(What to work on) Which lines run from the one containing "Task: point out the boxwood" to the end of the entries? Quote them exactly, and nothing else.
═══ Exercise material ═══
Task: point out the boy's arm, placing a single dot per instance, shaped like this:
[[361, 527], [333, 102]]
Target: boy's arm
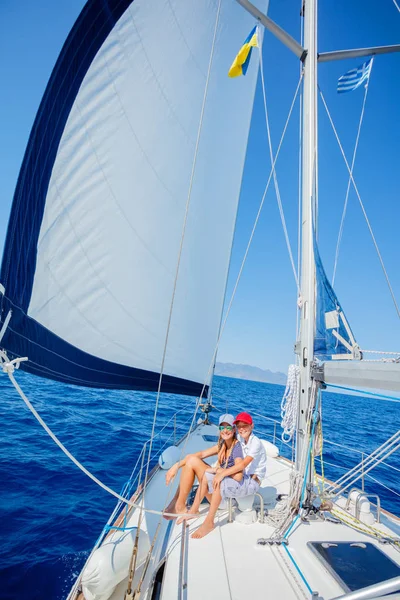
[[240, 465]]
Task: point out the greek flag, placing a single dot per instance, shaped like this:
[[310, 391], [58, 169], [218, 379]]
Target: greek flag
[[353, 79]]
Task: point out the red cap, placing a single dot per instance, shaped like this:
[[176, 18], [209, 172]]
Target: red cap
[[245, 418]]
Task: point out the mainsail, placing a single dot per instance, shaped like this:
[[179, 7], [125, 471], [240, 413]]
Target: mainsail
[[90, 261]]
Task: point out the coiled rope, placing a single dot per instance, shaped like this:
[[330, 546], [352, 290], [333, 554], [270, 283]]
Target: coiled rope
[[290, 402]]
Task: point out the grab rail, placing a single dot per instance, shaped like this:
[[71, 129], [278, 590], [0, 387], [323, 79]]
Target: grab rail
[[373, 591]]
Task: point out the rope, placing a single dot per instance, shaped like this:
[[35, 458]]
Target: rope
[[8, 367], [386, 449], [362, 207], [134, 553], [354, 523], [298, 569], [358, 452], [278, 195], [290, 402], [349, 181], [382, 396]]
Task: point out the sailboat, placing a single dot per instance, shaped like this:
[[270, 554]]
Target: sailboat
[[114, 276]]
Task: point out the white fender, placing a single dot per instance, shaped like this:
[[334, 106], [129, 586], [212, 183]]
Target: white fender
[[109, 564], [270, 449]]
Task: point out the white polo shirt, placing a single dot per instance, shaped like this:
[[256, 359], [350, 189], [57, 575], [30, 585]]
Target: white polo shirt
[[254, 448]]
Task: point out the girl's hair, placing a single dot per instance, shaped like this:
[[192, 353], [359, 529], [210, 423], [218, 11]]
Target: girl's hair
[[223, 452]]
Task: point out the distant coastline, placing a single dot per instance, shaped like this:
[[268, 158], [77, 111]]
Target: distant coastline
[[250, 373]]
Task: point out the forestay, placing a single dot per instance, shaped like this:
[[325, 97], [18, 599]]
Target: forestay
[[97, 220], [333, 336]]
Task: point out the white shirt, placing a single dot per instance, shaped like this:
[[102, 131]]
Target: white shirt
[[256, 450]]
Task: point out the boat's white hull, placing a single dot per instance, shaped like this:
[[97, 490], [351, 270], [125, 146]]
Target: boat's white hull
[[229, 562]]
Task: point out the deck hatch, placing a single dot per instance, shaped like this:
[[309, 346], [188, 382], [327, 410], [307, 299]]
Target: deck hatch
[[355, 565]]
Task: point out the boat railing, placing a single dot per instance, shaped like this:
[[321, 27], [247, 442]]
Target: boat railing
[[378, 590]]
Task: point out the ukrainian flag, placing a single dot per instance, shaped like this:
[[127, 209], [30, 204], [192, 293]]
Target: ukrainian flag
[[241, 62]]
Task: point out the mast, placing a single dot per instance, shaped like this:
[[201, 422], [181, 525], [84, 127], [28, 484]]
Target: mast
[[309, 158]]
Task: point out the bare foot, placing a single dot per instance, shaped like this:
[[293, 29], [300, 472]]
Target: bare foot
[[203, 530], [189, 515], [175, 509]]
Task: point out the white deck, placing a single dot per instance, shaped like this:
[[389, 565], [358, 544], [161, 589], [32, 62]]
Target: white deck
[[228, 563]]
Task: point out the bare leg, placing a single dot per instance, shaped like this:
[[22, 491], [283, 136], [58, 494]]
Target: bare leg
[[208, 524], [202, 491], [194, 467]]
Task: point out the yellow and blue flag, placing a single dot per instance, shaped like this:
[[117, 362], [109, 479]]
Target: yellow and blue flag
[[241, 62]]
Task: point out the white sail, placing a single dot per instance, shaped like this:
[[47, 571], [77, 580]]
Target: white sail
[[103, 254]]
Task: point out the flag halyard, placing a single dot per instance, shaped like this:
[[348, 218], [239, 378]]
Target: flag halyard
[[242, 59]]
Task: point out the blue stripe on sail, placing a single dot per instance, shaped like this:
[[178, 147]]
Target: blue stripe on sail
[[91, 29], [54, 358], [354, 78], [325, 343], [49, 355]]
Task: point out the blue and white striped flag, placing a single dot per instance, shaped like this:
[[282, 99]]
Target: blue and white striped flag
[[353, 79]]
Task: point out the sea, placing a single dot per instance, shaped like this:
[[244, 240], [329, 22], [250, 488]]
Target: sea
[[52, 514]]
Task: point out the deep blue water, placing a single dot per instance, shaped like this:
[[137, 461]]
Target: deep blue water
[[52, 514]]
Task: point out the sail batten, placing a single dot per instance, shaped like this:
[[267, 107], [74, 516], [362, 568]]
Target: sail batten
[[97, 222]]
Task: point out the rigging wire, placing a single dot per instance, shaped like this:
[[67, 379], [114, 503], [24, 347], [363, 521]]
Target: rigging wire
[[300, 177], [9, 365], [278, 195], [349, 181], [362, 206], [396, 5]]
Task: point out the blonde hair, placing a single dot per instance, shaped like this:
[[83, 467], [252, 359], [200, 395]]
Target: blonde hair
[[223, 452]]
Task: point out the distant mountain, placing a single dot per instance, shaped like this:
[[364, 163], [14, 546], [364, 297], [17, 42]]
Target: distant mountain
[[249, 372]]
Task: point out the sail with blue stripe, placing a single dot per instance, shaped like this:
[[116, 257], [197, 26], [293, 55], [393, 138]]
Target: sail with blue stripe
[[117, 156], [334, 339]]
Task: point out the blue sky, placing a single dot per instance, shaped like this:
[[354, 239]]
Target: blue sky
[[261, 328]]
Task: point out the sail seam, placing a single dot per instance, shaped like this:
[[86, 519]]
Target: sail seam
[[362, 206]]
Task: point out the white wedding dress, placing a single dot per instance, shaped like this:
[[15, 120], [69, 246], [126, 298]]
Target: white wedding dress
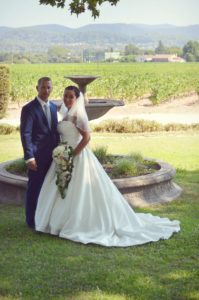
[[94, 211]]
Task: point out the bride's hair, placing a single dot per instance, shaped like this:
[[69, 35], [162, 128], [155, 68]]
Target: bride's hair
[[74, 89]]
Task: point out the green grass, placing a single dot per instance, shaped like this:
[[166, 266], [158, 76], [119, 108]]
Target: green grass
[[127, 81], [39, 266]]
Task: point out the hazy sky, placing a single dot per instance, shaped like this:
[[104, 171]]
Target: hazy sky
[[17, 13]]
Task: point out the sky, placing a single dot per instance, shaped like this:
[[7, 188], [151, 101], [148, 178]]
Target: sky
[[20, 13]]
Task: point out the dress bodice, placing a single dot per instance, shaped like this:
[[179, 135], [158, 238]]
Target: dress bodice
[[69, 133]]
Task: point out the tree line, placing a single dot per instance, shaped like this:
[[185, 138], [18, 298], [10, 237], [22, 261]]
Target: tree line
[[59, 54]]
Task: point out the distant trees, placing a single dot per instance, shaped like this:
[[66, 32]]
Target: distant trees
[[191, 51], [132, 49], [161, 49], [57, 54], [80, 6]]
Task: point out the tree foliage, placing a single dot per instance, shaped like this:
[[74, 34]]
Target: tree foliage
[[80, 6], [191, 51]]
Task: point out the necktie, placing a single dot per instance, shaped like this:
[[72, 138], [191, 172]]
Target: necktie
[[48, 114]]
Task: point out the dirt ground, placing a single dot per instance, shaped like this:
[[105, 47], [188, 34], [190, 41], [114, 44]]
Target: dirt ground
[[182, 110]]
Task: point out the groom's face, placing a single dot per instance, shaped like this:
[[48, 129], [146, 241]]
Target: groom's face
[[44, 89]]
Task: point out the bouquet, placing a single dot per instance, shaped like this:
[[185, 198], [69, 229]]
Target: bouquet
[[63, 157]]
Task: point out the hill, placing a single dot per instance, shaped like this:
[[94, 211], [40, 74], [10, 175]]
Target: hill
[[40, 37]]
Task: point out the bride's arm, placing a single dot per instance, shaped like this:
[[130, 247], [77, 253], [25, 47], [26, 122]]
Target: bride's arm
[[84, 141]]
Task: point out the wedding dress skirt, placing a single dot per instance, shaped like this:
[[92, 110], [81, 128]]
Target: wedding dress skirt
[[93, 210]]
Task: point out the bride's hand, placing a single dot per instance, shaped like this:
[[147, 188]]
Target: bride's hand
[[32, 165]]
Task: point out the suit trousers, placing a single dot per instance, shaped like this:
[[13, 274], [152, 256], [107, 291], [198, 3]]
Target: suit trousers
[[35, 181]]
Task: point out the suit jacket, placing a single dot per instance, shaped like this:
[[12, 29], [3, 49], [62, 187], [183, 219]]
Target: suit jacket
[[37, 138]]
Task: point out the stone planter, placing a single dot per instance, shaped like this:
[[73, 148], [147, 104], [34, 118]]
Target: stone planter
[[139, 191]]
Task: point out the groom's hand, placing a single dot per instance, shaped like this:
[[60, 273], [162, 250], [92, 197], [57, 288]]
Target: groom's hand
[[32, 165]]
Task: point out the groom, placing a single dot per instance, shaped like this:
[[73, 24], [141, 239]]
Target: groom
[[39, 137]]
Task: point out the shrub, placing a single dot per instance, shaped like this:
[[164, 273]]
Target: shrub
[[101, 153], [18, 167], [4, 89], [139, 126]]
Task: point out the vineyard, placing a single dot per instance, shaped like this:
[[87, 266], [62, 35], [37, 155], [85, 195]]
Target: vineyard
[[128, 82]]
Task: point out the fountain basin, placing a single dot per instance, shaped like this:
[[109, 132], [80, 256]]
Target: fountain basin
[[139, 191], [96, 108]]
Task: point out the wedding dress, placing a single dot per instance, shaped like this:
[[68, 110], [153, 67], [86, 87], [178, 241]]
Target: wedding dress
[[93, 210]]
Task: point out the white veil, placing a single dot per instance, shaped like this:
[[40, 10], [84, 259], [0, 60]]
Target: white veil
[[77, 114]]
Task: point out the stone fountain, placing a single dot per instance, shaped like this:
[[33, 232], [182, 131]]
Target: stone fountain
[[143, 190], [95, 108]]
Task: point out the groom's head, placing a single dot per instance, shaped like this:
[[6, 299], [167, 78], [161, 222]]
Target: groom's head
[[44, 88]]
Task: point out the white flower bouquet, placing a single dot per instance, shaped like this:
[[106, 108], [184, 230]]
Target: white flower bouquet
[[63, 157]]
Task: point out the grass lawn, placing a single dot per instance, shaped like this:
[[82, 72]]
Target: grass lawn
[[39, 266]]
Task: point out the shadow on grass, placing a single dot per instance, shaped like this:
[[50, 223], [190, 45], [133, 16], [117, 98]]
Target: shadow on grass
[[40, 266]]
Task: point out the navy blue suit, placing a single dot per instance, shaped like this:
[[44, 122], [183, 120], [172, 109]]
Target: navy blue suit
[[38, 142]]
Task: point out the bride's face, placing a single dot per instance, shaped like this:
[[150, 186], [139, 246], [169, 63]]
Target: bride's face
[[69, 98]]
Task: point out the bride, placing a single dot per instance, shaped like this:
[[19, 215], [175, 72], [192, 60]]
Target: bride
[[92, 210]]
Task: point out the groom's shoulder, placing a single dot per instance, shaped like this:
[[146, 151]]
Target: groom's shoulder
[[30, 104], [53, 103]]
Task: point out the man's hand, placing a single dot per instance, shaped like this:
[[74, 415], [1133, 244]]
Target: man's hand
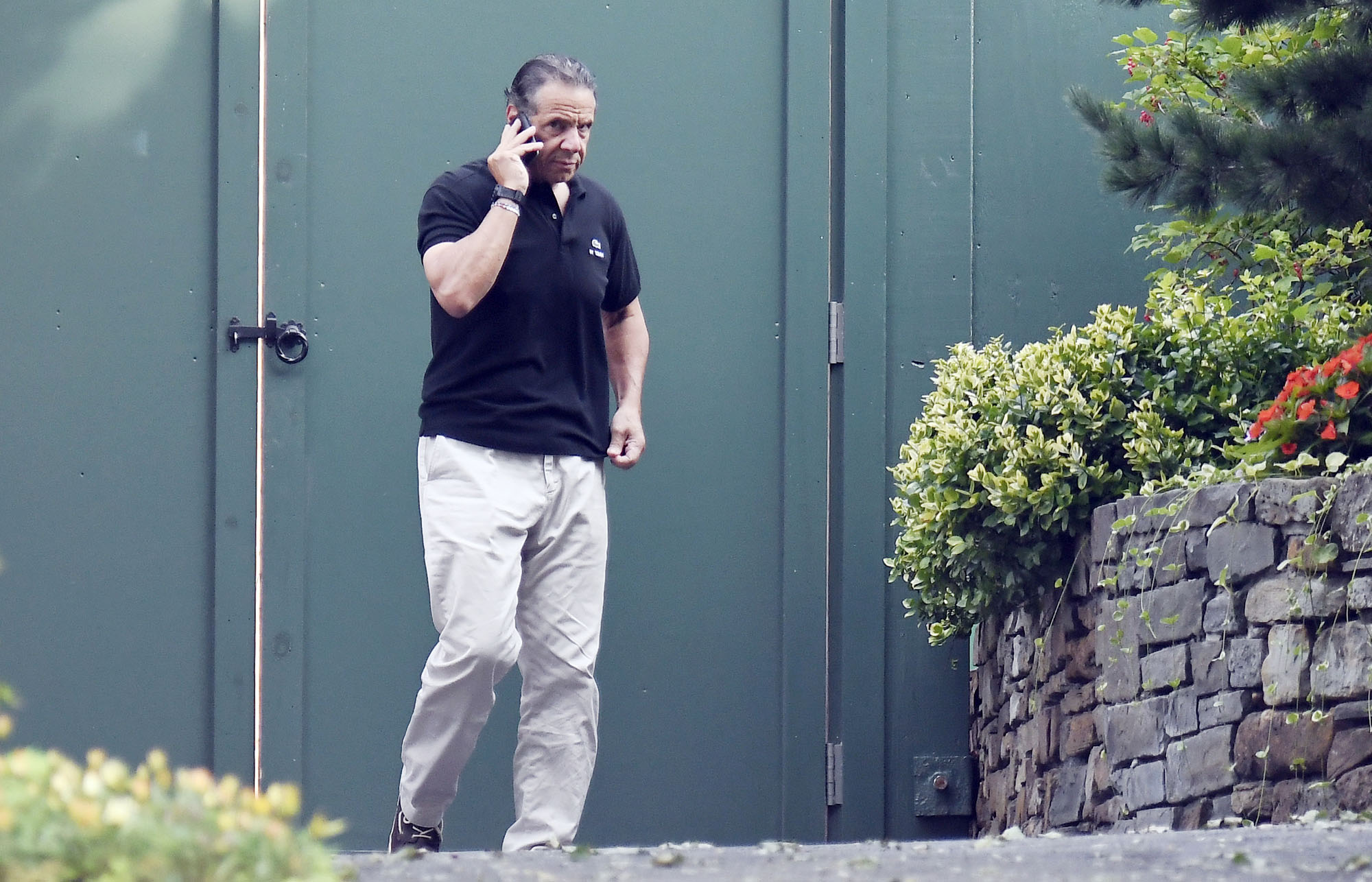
[[626, 438], [507, 161]]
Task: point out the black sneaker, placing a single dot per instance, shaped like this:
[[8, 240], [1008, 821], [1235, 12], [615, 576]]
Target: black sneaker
[[404, 835]]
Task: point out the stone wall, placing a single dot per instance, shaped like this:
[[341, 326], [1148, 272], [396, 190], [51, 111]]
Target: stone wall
[[1211, 656]]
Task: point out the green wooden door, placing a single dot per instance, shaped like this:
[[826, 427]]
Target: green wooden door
[[108, 246], [713, 132]]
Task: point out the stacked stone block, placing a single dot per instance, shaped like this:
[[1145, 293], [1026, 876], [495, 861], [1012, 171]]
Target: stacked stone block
[[1207, 659]]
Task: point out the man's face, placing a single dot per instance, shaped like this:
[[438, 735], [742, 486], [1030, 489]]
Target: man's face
[[563, 116]]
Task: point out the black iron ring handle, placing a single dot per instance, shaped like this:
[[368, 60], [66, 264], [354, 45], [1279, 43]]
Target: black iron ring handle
[[290, 338]]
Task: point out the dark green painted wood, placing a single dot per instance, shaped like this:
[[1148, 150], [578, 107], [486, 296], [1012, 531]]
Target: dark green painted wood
[[106, 374], [930, 250], [861, 452], [287, 489], [983, 246], [694, 669], [235, 429], [1050, 243], [805, 452]]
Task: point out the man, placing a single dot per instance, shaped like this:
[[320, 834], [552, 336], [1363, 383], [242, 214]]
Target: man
[[534, 316]]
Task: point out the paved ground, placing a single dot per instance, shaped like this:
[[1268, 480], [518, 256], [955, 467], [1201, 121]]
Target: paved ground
[[1314, 851]]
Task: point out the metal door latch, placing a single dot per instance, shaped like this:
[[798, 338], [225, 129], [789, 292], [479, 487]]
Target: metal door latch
[[290, 339]]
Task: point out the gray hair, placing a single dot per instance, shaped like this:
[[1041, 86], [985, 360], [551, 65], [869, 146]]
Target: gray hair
[[541, 71]]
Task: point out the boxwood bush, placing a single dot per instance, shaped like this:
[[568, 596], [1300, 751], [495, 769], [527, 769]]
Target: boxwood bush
[[1015, 449]]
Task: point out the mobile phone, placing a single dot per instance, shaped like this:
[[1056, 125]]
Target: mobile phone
[[526, 124]]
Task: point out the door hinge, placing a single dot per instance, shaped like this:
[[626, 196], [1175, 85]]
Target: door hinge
[[836, 333], [835, 774]]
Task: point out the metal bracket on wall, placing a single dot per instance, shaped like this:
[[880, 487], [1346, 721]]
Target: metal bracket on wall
[[835, 774], [945, 785], [836, 333], [289, 341]]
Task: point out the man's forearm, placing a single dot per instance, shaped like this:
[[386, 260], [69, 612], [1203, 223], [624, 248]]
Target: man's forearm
[[626, 352], [463, 272]]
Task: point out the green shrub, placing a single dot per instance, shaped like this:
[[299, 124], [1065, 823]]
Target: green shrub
[[62, 822], [1015, 451]]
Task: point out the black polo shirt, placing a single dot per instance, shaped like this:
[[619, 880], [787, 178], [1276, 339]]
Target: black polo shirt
[[526, 370]]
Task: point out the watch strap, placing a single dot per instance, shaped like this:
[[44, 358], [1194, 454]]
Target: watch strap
═══
(Solution to the problem)
Task: point out the boxwood bush, placing a single dot per instance, shaped like this:
[[568, 596], [1300, 751], [495, 769], [527, 769]]
Target: boxwood bush
[[1015, 449]]
Task: point out the mobile phone, placing a single dot per instance, shaped like this:
[[1056, 125]]
Target: mobile phone
[[526, 124]]
Task: point out the door hinge, placing a single dot per instance, shaped like this:
[[626, 196], [1175, 85]]
Target: door hinge
[[836, 333], [835, 774]]
Task: point out the metal bracket on wall, placing a single dot per instance, shaped like this:
[[880, 487], [1346, 721]]
Target: metal bracket on wall
[[835, 774], [945, 785], [836, 333], [289, 341]]
Task: point out the man's forearm, placing a single dot per instance, shaped like this:
[[386, 260], [69, 612], [1203, 223], [624, 248]]
Target: man's forearm
[[626, 352], [463, 272]]
Task: point out the green shrub, placing a single dot per instance, shaped like this:
[[299, 124], [1065, 823]]
Target: green shrub
[[62, 822], [1015, 451]]
Task: point out the black polo shirt, placing a single dot per instance, shaped like this:
[[619, 880], [787, 178], [1276, 339]]
Target: black polo shirt
[[526, 370]]
Task: point out the watch strap, placing a single dot per instance, shaped like this:
[[44, 358], [1194, 454]]
Target: watch strap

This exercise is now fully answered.